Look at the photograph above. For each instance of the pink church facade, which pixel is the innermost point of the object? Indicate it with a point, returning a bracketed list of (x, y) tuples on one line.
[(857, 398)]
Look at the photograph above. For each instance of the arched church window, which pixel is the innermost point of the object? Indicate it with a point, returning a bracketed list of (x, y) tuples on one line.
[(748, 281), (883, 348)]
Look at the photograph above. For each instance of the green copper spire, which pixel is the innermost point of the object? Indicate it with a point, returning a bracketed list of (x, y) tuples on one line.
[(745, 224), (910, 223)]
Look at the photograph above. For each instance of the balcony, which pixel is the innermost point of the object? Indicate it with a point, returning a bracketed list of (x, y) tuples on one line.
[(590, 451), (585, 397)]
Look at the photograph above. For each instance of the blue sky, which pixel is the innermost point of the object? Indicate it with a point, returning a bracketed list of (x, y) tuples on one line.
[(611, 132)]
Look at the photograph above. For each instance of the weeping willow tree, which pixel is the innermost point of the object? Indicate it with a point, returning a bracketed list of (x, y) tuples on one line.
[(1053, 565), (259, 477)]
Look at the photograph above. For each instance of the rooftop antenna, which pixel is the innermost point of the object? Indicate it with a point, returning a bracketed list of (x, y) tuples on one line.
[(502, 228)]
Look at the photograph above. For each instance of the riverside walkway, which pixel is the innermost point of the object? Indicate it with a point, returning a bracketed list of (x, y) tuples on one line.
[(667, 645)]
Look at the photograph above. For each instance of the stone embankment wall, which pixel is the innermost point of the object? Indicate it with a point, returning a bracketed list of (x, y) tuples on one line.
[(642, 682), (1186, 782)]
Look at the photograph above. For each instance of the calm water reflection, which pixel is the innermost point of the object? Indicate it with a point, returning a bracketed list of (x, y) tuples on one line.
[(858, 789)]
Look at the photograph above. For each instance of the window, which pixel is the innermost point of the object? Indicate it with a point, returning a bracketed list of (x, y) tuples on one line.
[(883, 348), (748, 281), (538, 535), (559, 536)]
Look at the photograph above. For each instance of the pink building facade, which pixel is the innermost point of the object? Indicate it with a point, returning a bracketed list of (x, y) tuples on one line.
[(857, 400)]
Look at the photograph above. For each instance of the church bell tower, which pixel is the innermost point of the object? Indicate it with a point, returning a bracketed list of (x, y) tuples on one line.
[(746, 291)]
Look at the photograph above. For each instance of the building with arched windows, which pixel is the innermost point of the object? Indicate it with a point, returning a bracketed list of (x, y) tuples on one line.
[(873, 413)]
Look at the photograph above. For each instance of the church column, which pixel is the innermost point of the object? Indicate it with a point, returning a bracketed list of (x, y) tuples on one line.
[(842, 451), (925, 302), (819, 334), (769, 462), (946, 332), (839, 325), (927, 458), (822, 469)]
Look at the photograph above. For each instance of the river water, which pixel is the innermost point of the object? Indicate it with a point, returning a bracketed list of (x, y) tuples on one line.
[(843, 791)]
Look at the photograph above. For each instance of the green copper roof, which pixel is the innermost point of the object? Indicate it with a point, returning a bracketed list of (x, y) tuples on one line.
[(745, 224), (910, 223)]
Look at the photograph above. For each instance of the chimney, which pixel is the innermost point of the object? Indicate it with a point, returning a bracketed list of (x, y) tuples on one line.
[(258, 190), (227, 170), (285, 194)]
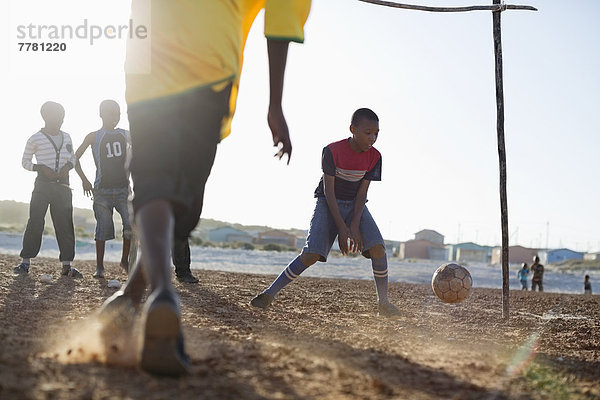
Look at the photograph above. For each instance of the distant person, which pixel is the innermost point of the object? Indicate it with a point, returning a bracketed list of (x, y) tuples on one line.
[(522, 274), (349, 166), (538, 275), (587, 285), (178, 114), (53, 151), (110, 146)]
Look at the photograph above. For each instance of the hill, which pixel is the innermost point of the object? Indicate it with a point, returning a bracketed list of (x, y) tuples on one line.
[(14, 215)]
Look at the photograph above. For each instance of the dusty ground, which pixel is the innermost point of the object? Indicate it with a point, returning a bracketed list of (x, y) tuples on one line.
[(320, 340)]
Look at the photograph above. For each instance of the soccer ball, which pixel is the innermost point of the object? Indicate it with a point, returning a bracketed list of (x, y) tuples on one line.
[(451, 283)]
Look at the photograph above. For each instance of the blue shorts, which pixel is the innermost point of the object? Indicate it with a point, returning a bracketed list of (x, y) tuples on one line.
[(105, 200), (323, 231)]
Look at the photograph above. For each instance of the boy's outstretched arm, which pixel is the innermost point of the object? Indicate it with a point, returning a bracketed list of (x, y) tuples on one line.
[(87, 186), (359, 206), (277, 50), (343, 231)]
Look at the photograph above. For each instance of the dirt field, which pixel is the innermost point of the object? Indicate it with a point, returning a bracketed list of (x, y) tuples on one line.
[(321, 339)]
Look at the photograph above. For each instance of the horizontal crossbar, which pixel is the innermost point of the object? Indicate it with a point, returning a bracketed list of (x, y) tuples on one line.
[(494, 7)]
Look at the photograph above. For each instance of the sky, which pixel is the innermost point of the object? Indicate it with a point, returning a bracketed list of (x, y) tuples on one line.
[(429, 77)]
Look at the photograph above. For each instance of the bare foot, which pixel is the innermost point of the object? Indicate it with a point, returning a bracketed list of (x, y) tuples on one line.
[(99, 273)]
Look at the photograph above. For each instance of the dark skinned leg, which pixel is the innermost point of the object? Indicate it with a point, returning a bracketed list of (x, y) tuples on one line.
[(125, 254), (100, 247)]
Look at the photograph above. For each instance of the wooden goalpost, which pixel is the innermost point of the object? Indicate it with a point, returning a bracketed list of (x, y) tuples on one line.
[(496, 8)]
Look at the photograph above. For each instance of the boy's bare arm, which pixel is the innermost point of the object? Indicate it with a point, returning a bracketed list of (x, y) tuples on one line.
[(277, 50), (343, 231), (359, 206), (87, 186)]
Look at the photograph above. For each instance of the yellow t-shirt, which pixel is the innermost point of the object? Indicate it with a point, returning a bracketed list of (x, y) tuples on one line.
[(199, 43)]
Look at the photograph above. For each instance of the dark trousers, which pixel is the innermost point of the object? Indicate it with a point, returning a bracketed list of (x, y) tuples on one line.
[(59, 199)]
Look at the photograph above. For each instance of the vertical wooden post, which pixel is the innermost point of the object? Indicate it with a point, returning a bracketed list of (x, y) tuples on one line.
[(501, 157)]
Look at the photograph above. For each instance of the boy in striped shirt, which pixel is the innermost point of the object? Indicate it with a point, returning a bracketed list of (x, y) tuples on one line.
[(349, 166), (54, 155)]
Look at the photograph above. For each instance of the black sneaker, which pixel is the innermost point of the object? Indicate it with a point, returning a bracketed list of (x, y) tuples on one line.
[(388, 310), (184, 275), (71, 272), (263, 300), (21, 269), (163, 348), (99, 274)]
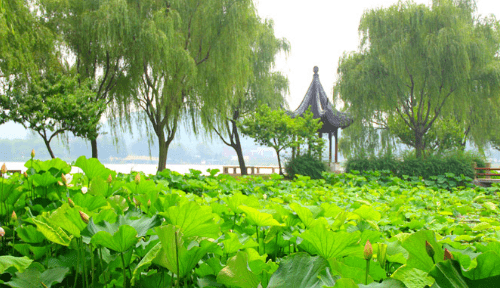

══════════════════════════════

Produce the full material again verbatim, with the pictures dropped.

Look at the photograph above. For each instance of the pink church facade, which pixel is the innermost point of the object? Indicate it with a point, returning a bracketed list of (x, y) tuples on one line.
[(857, 398)]
Look at the photograph above. For each instance of the arched church window, which pixel is the innermost point of the object? Indicate it with a point, returning a bracketed list of (x, y) tuples on one line.
[(748, 281), (883, 348)]
Look at the photograph above. For each instance of the green copper spire, which pixel is the innermost point of the object? Indicate it with a point, returning a bracketed list of (x, y) tuples on one line.
[(745, 224), (910, 223)]
Look at the photograph above. For each instance of the balcony, which pixel is the innermost point of the object? Indicate it with a point, returning a bracketed list of (x, y) tuples on one line.
[(590, 451), (585, 397)]
Look at the photograph above. For each instance of the blue sky, which pixel is the innermost point of the object? Indicate it with a point, returning a bracketed list of (x, y) tuples on one line.
[(611, 132)]
Look at the photograph above. For each instance of the weeping willow tree, which pixel is the innermost point of the object? Indicate it with a point, returning a bracketed list of (x, y) tuples on one line.
[(1053, 565), (259, 477)]
Look at the photograph above. For each instance of the rooftop antenna, which pixel is the innermost point of the object? Indicate it with a point, returning a bracketed list of (x, y) tuples on one line.
[(502, 228)]
Look at the photograph above. For each instance of the riverside walkway, which pixel is the innermost point of the object? Indicate it with a point, returning a bracketed list of (x, y) tuples on one line.
[(667, 645)]
Look at the photograph above. For each instance of the stone embankment wall, which pixel is the innermost point of the object? Indicate it with a point, returning a bracketed list of (x, y) tuples on one line.
[(642, 682), (1186, 782)]
Look at the photograph above. For each instance of the calm water reflection, which pixel is the innermost point of the object? Indicate it with a point, returning a bracketed list of (x, y) tuples on one line.
[(858, 789)]
Look at the photograph above. For each instance of the window, which pixel is the innermost point of the object? Indicate it with a point, returning a bracketed list of (x, y) tuples on one line.
[(883, 348), (748, 281), (538, 535), (559, 536)]
Look at the photograph above. For each instance of the pink building facade, which pixel is the innermost point of the object? Indicate it with a point, returning a bracketed list of (x, y) tuples on one line.
[(857, 400)]
Look at the photograph above. For each instance of the church bell tower, which pixel is the innermost point of the object? Indicate it with a point, returning a bracketed list of (x, y) tuples on one line.
[(746, 291)]
Look at the photograph above. For each instance of the building with arched windows, which pixel is the innermost point of the object? Indicate it with a point, returning a bracketed list of (x, y) tuples on one line.
[(873, 413)]
Look at the photograph above. For each instance of the church column, which pixel is the innermost point of the object? Indicate it with a point, returning a bracketed list of (x, y) tuples on one line.
[(842, 451), (925, 302), (819, 334), (769, 462), (946, 332), (839, 325), (927, 458), (822, 469)]
Look at the photograph above. For each instance of the river water, which pixel is the innermost point of the object? Indicate it with a point, returning a bracketed list of (x, y) tuples on one line.
[(843, 791)]
Look at the photograph above. For each instance of the green copper roof, which pixel is the innermost point of the object? Indicate it with a point, returning a bracketed list of (x, y) tuples on one line.
[(745, 224), (910, 223)]
Look at the photograph above. For each instance of the chimney, which pixel is the innermost point of the object? Indicate it with a point, returning a bracketed list of (x, y) tuples on one line.
[(258, 190), (227, 170), (285, 194)]
Look at the photograph above. For each instance of the distant person, which pixel is the innermost point of the object? Indicate it with a point, returning a bracketed list of (x, y) tuples on one line.
[(522, 274), (349, 166), (538, 275), (587, 285), (178, 114), (53, 151), (110, 146)]
Look at the photograph above. For each instance of the hill, which pixel is the innermost point of the object? Indicate it with a point, returning a bracketed list of (x, y) tuples on one line.
[(14, 215)]
Look at the photograph above. For each instance of the dusty ground, which pixel is the innermost point of the object? Indicate it with a point, returning a bracketed list of (x, y) tuples on one line.
[(320, 340)]
Look at the photograph above. For each instance of the soccer ball, which pixel is the innermost point of the object? Indicate it with a point, returning a bracketed list of (x, y) tuples on one line.
[(451, 283)]
Look at the photograph above. For each instance of the blue shorts, which pixel is the innermost point of the object? Indicate it with a point, returning a bracketed list of (x, y) tuples on one line.
[(105, 200), (323, 231)]
Look at the photograph above. For each instance of the boy's outstretched arm, which pixel is the innermost point of the object? Indicate it with a point, returning a bracketed list of (x, y) tuples on one line.
[(87, 186), (359, 206), (277, 50), (343, 231)]
Look at the photograph above. For each instance of the dirt field, which pixel is the innermost point of the object? Indicate it with a point, returning a bracketed list of (x, y) tuples on one line.
[(321, 339)]
Look at the photograph above. For each instance of the horizontal crossbar, which pixel is the innermost point of the object? Indicate it with a point, returning a bracketed list of (x, y) tuples on one line.
[(494, 7)]
Look at the photograph above. For each instance of the sky, which pixel is the innermost point of the object? Indicate it with a point, returning a bracketed list of (x, y) tuples on one line.
[(429, 77)]
Look at the photograph above. For each instance of the bare foot, which pixel is the innermost point of the object? Indicate it with a point, returning a bracketed list of (x, y) tuples on one line.
[(99, 273)]
Look at the photograph above. For each instance of the dark skinned leg, which pixel is the innermost point of the object? Indicate it with a point, returning a bracketed list of (x, y) tuples on one line.
[(125, 254), (100, 247)]
Look at the photograph above. For each instance of the wooden goalpost, which pixel is the innermost point of the object? Indicate it with a point, returning a bracketed list of (x, y) tuples on one line.
[(496, 8)]
Look at the photograph above. For each instance of the boy's bare arm, which pixel is the innermost point of the object? Indicate it with a point, returning a bracketed list of (x, y) tuples on one line.
[(277, 50), (343, 231), (359, 206), (87, 186)]
Look at the photograph above. For each instance of the yellow t-shirt, which pixel is the innermost point of the object? Indicate it with a point, returning a bracketed list of (x, y) tuples on one line.
[(199, 43)]
Look at the photograph above. For each instance of the dark trousers, which pixel is the innermost point of the object? Indicate it with a point, returning a bracketed list of (x, y) tuples on one line.
[(59, 199)]
Look at the photograph above. For each instance of the vertical wooden post, which pixel is the innermost point of the object? Indicate it with a point, returning a bracketed list of (x, y) tuples on one line.
[(501, 157)]
Look at the photograph above. For each instance of the boy in striped shirt, which pixel is the innermost point of the object? Indicate it with a point, returning a bracketed list of (x, y) tuples on one line.
[(349, 166), (54, 155)]
Look at the photograph above. For each instance of the black sneaker, which pixel is the innermost point of the object? Indicate it with a point, returning a bracketed list of (x, y) tuples on one line.
[(388, 310), (184, 275), (71, 272), (263, 300), (21, 269), (163, 348), (99, 274)]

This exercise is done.